* **Task requirements**
Please copy each line in the records below that contains the string "gold".

Dataset excerpts:
* * * * * * * * *

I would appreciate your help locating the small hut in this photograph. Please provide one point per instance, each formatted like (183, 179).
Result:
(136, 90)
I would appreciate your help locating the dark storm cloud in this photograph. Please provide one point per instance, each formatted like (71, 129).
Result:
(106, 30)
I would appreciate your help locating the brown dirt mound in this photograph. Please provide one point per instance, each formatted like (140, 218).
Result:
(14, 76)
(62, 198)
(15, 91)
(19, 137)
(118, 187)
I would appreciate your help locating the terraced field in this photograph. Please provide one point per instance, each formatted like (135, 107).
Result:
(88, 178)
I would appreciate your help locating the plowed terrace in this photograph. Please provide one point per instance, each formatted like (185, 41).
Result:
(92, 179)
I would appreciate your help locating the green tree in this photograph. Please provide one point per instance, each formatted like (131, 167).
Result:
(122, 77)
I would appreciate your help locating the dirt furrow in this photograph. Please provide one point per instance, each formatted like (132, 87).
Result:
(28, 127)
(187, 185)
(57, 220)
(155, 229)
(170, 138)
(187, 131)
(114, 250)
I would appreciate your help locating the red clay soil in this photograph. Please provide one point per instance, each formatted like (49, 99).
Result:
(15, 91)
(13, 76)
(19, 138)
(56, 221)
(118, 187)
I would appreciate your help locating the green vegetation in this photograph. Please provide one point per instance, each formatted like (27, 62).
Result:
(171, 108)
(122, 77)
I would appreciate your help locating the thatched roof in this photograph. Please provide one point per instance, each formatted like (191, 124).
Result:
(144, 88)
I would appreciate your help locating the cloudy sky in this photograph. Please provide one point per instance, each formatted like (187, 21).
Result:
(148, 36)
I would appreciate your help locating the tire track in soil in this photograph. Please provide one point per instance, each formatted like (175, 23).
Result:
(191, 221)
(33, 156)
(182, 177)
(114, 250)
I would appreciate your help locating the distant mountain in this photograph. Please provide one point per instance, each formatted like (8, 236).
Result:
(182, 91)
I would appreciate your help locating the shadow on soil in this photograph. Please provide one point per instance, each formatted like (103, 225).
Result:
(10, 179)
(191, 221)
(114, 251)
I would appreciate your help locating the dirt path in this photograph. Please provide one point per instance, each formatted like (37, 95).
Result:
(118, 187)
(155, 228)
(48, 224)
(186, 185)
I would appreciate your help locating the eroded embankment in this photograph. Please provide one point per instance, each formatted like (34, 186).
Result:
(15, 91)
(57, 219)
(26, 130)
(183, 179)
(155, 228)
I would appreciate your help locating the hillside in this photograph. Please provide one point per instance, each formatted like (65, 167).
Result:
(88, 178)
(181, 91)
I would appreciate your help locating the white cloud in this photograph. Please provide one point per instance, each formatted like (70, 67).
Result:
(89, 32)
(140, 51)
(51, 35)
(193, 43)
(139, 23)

* * * * * * * * *

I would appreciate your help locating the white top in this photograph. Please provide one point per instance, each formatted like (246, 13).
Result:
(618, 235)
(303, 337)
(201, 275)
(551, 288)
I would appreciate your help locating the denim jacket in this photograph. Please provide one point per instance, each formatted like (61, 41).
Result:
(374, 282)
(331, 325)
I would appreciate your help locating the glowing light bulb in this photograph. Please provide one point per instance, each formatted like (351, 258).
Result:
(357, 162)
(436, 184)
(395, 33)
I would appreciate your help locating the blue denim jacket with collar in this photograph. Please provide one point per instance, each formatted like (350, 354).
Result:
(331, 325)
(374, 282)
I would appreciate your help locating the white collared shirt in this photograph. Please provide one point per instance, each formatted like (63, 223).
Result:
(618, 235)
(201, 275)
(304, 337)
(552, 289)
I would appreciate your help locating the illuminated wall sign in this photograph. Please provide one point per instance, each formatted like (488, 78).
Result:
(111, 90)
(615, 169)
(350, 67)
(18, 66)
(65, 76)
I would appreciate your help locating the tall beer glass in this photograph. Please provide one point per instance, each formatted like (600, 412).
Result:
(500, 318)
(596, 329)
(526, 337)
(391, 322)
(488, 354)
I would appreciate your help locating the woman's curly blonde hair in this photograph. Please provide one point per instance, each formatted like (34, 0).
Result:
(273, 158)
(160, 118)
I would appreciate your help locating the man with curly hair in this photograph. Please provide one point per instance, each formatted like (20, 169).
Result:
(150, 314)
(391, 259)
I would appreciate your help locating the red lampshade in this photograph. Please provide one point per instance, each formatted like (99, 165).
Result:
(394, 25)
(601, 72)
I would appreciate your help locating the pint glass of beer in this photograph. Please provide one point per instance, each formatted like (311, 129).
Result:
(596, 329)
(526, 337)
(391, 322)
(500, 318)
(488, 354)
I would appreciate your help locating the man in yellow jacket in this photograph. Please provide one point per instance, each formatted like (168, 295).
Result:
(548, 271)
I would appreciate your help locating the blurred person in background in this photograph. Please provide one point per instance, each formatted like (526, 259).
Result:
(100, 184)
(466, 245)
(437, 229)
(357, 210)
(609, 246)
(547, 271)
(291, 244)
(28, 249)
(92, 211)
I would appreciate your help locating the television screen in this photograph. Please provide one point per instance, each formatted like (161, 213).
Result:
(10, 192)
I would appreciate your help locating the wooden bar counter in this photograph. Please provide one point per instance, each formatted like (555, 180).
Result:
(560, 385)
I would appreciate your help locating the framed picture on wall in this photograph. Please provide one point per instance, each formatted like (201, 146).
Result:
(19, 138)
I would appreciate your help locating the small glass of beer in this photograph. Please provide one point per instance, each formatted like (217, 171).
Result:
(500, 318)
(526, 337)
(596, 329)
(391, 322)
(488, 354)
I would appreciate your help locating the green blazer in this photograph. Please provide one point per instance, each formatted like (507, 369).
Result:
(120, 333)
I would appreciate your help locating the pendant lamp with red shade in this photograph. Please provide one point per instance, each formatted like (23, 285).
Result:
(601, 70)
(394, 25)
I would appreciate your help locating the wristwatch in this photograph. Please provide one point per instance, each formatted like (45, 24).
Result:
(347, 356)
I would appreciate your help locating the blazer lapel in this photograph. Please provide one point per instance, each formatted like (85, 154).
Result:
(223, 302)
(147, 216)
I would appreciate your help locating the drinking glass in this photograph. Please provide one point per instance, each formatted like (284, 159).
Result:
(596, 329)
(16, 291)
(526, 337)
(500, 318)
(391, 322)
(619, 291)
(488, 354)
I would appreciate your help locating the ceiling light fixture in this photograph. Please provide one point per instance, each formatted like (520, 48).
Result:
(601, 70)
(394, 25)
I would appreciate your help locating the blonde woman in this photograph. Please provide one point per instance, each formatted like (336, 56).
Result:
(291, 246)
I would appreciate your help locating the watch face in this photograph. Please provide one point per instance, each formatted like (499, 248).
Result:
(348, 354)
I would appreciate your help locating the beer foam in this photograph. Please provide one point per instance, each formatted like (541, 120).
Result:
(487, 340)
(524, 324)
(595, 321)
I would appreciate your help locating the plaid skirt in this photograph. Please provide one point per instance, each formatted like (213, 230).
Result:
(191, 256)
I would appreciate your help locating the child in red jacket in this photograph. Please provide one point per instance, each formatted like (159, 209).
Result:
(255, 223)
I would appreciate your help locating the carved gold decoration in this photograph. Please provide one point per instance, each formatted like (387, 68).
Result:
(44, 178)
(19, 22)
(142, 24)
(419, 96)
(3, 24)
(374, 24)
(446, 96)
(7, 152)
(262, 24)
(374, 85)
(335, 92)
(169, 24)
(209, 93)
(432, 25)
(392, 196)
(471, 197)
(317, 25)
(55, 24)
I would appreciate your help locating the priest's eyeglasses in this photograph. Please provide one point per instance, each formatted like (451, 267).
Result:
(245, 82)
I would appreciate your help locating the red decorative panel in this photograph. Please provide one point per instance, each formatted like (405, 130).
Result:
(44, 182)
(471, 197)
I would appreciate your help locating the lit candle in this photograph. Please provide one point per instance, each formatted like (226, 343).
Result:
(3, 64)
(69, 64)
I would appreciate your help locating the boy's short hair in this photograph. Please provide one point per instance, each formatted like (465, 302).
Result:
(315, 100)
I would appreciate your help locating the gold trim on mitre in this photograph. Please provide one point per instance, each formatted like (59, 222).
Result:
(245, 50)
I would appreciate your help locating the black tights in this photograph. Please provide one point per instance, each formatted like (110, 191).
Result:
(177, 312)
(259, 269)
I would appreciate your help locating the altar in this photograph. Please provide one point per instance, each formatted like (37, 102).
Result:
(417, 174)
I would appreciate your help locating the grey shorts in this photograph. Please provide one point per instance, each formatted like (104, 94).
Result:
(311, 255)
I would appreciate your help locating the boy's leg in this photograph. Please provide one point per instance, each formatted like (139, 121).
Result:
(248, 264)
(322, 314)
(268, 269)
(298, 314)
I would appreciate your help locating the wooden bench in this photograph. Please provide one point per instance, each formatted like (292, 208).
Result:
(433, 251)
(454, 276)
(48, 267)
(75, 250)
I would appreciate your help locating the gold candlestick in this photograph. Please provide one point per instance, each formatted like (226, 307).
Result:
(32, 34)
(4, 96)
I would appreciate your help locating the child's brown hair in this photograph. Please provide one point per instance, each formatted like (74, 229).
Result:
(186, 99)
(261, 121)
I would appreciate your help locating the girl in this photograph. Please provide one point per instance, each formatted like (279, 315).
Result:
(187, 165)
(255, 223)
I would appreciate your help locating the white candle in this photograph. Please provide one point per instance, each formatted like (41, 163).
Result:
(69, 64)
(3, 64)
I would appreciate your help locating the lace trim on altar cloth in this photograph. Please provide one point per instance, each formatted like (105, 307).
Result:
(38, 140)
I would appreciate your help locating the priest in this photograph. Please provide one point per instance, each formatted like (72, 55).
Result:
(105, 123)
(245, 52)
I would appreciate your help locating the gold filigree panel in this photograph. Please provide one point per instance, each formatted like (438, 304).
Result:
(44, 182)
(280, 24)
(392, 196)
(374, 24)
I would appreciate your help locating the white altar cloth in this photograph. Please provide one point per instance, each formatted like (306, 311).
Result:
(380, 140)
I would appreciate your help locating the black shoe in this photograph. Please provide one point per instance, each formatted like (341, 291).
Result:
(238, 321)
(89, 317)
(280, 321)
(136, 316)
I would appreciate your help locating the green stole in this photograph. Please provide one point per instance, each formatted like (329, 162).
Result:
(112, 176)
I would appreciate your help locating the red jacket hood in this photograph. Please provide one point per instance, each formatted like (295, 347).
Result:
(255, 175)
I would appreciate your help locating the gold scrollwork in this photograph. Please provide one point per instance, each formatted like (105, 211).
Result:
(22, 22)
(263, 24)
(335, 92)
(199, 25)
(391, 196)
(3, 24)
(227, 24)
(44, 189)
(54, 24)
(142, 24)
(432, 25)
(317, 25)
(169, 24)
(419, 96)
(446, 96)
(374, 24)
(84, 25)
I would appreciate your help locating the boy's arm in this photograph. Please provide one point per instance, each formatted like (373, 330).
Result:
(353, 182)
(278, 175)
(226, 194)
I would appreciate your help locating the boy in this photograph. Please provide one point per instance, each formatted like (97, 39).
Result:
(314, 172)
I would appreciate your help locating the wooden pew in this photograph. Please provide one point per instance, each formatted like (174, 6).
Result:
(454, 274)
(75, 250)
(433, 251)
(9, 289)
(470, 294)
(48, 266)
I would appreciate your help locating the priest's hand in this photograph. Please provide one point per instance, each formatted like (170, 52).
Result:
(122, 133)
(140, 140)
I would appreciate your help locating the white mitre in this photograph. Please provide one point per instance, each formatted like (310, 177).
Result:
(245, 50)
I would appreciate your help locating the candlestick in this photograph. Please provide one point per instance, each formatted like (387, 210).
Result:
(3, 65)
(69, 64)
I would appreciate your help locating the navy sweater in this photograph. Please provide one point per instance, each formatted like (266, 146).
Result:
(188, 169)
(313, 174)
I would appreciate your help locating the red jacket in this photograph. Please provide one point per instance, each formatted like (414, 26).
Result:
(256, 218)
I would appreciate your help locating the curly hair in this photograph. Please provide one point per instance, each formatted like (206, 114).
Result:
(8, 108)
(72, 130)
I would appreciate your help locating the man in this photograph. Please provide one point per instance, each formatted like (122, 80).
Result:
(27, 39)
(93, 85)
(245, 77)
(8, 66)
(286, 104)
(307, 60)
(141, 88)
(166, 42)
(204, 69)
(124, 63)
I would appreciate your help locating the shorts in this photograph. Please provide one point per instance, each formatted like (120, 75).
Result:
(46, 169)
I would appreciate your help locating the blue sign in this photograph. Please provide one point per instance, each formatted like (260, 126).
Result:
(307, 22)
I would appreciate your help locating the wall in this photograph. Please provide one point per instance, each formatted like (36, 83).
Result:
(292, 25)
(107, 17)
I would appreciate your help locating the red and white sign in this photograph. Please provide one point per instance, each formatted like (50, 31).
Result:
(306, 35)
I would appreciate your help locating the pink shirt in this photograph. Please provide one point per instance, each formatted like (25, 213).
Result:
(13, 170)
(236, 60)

* * * * * * * * *

* **Exercise response**
I would appreciate your help locating the carved gold decoration in this photograph. Please provide one point per instance, each formatted like (387, 68).
I would appreciate your help locating the gold trim on mitre in this photograph. Please provide one point per instance, each formatted like (59, 222).
I would appreciate your help locating the gold candlestick in this photograph. Please provide one point per instance, each formatted like (226, 307).
I would appreciate your help locating the gold filigree panel in this photograph. Please provide one point per instance, each formatted like (438, 304).
I would appreciate your help locating the gold scrollwork in this photograph. Please provide one point per instance, each formatted like (105, 211).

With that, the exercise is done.